Content starts

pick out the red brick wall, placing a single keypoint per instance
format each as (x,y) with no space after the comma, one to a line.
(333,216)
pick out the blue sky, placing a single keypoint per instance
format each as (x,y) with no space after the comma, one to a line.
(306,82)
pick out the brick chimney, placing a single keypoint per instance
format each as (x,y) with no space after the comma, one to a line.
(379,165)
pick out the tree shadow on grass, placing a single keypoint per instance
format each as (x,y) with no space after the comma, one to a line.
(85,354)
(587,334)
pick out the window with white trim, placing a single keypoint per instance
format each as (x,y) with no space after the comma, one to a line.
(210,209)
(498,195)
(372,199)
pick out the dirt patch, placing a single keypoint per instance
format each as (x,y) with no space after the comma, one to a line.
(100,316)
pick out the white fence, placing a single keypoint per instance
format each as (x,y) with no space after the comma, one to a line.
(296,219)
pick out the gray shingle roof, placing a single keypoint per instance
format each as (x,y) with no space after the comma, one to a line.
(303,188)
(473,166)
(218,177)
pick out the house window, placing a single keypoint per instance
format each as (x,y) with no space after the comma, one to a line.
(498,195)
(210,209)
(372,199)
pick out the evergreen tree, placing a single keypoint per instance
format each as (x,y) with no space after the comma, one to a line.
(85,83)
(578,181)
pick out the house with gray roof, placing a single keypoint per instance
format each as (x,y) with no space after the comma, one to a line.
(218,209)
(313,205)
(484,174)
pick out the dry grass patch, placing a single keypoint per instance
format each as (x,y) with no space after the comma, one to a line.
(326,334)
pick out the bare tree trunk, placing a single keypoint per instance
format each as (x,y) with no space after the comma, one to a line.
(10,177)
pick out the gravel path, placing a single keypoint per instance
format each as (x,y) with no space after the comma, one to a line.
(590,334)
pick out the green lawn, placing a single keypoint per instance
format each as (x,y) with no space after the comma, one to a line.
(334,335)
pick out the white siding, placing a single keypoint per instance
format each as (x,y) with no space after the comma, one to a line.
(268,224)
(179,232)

Content ends

(ASSIGNED TASK): Read the lines above. Gather those in which the string "tree" is found.

(ANSWER AREA):
pick out the tree shadow on grass, placing a single keypoint per instance
pick out the evergreen tree, placing a single keypoint per instance
pick out the bare tree trunk, placing a single keypoint per instance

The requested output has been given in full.